SOURCE EXTRACT:
* * * * * * *
[pgpool-general: 1403] Re: pgPool Online Recovery Streaming Replication

Tatsuo Ishii ishii at postgresql.org
Sun Feb 17 22:05:45 JST 2013


Hi,

It seems the standby was unable to start up. Can you show standby
PostgreSQL's log? Maybe we could find the cause of the problem.
--
Tatsuo Ishii
SRA OSS, Inc. Japan
English: http://www.sraoss.co.jp/index_en.php
Japanese: http://www.sraoss.co.jp

> Hi Tatsuo,
> Thank you so much for your reply.
> Actually in my case, i was using the pcp_recovery command and execute it on
> the current primary server.
> However, if the remote node (recover node) database is off, i got the
> following message on the primary server pgpool log:
> 
> Jan 31 16:58:10 server0 pgpool[2723]: starting recovery command: "SELECT
> pgpool_recovery('basebackup.sh', 'server1', '/opt/postgres/9.2/data')"
> Jan 31 16:58:11 server0 pgpool[2723]: 1st stage is done
> Jan 31 16:58:11 server0 pgpool[2723]: check_postmaster_started: try to
> connect to postmaster on hostname:server1 database:postgres user:postgres
> (retry 0 times)
> Jan 31 16:58:11 server0 pgpool[2723]: check_postmaster_started: failed to
> connect to postmaster on hostname:server1 database:postgres user:postgres
> Jan 31 16:58:13 server0 pgpool[2719]: connection received:
> host=server0.local port=58446
> Jan 31 16:58:14 server0 pgpool[2723]: check_postmaster_started: try to
> connect to postmaster on hostname:server1 database:postgres user:postgres
> (retry 1 times)
* * * * * * *
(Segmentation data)
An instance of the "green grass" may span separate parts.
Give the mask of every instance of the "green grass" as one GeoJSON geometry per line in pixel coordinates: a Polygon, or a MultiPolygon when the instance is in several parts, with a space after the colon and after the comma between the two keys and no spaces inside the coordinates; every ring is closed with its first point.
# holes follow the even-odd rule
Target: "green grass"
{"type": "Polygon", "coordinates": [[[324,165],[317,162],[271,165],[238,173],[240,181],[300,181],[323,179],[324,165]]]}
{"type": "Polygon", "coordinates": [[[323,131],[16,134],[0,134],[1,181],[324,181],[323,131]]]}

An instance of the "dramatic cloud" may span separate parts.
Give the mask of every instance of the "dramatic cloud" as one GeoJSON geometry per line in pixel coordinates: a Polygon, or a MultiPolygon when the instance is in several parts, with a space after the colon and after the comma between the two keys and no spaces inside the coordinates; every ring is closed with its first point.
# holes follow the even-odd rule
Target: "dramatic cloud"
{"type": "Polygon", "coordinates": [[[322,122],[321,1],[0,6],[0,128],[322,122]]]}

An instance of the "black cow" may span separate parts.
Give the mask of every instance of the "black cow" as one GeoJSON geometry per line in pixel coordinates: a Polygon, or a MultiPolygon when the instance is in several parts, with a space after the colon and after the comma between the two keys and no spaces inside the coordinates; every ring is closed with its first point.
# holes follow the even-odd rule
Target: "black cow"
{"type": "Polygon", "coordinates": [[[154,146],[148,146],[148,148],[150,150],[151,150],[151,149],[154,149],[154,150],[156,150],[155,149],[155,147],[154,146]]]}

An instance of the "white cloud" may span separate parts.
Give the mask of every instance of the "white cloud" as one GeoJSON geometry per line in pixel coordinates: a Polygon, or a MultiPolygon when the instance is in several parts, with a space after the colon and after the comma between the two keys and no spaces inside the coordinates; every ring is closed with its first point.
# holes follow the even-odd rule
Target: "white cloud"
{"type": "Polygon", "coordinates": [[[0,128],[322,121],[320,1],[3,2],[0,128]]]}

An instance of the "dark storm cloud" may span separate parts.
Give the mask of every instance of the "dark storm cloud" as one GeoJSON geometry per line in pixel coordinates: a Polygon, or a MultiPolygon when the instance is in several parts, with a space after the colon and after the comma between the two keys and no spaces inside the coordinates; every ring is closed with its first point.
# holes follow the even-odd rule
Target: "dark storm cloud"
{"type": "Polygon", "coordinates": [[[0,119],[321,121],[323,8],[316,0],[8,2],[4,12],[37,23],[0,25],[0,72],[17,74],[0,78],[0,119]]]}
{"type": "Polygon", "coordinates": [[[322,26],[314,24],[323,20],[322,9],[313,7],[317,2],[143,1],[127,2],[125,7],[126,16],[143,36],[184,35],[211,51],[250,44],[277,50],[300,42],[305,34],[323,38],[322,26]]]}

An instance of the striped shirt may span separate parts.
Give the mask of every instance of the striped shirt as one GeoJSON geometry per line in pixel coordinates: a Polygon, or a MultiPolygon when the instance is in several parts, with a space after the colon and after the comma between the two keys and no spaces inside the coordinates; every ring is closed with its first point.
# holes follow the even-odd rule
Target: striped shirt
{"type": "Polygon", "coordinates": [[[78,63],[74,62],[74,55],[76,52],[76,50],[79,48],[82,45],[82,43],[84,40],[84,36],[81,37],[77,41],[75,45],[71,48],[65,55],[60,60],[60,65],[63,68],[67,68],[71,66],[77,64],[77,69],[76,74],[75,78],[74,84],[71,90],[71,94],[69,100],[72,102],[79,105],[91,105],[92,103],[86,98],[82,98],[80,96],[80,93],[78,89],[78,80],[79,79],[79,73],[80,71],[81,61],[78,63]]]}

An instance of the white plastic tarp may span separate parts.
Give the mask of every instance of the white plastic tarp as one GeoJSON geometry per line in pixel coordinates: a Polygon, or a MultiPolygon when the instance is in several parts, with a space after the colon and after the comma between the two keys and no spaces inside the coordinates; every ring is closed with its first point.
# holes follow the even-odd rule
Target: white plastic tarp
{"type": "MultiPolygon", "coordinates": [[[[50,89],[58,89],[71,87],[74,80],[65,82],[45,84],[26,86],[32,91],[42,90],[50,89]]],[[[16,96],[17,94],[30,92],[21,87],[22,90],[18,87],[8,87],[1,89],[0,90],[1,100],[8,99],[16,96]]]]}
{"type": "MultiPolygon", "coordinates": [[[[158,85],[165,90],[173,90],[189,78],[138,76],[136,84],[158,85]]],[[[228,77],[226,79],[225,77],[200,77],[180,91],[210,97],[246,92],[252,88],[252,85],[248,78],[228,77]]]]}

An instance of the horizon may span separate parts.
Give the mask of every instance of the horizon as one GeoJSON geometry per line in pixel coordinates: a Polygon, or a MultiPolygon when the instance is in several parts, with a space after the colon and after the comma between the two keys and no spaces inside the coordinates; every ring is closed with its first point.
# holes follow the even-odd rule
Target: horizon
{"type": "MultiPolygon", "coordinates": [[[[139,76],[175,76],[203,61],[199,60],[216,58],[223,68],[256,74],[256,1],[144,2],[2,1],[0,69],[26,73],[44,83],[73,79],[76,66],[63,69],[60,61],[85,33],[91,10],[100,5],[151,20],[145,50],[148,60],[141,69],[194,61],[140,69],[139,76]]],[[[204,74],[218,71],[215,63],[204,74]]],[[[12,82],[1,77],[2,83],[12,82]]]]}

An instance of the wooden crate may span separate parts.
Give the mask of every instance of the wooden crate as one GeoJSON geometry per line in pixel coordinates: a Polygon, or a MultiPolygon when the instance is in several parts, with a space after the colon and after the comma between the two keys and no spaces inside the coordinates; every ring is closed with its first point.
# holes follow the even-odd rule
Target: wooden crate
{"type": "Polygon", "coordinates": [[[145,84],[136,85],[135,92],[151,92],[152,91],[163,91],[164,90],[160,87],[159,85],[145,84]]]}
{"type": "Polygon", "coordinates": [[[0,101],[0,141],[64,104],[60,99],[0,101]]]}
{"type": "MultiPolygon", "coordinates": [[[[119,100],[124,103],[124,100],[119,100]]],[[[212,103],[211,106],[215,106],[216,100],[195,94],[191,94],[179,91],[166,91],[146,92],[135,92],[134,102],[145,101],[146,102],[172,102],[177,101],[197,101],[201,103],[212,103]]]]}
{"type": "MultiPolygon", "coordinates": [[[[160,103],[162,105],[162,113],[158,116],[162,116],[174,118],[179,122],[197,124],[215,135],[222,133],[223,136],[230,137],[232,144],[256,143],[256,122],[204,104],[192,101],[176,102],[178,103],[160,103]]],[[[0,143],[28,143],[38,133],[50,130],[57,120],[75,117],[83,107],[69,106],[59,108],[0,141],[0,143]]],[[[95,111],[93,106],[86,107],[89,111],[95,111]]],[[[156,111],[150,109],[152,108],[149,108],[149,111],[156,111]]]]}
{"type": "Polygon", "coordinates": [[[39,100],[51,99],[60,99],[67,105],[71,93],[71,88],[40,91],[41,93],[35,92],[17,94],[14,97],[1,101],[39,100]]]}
* * * * * * *
WHAT TO WORK ON:
**A)** In the pgpool thread, what does Tatsuo Ishii ask to see so the cause of the problem might be found?
**B)** Continue the pgpool thread from the point where it stops.

ANSWERS BELOW:
**A)** The standby PostgreSQL's log.

**B)**
> Jan 31 16:58:14 server0 pgpool[2723]: check_postmaster_started: failed to
> connect to postmaster on hostname:server1 database:postgres user:postgres
> Jan 31 16:58:14 server0 pgpool[2719]: connection received:
> host=server1.local port=39928
> Jan 31 16:58:17 server0 pgpool[2723]: check_postmaster_started: try to
> connect to postmaster on hostname:server1 database:postgres user:postgres
> (retry 2 times)
> Jan 31 16:58:17 server0 pgpool[2723]: check_postmaster_started: failed to
> connect to postmaster on hostname:server1 database:postgres user:postgres
> Jan 31 16:58:20 server0 pgpool[2723]: check_postmaster_started: try to
> connect to postmaster on hostname:server1 database:postgres user:postgres
> (retry 3 times)
> Jan 31 16:58:20 server0 pgpool[2723]: check_postmaster_started: failed to
> connect to postmaster on hostname:server1 database:postgres user:postgres
> Jan 31 16:58:23 server0 pgpool[2719]: connection received:
> host=server0.local port=58464
> Jan 31 16:58:23 server0 pgpool[2723]: check_postmaster_started: try to
> connect to postmaster on hostname:server1 database:template1 user:postgres
> (retry 0 times)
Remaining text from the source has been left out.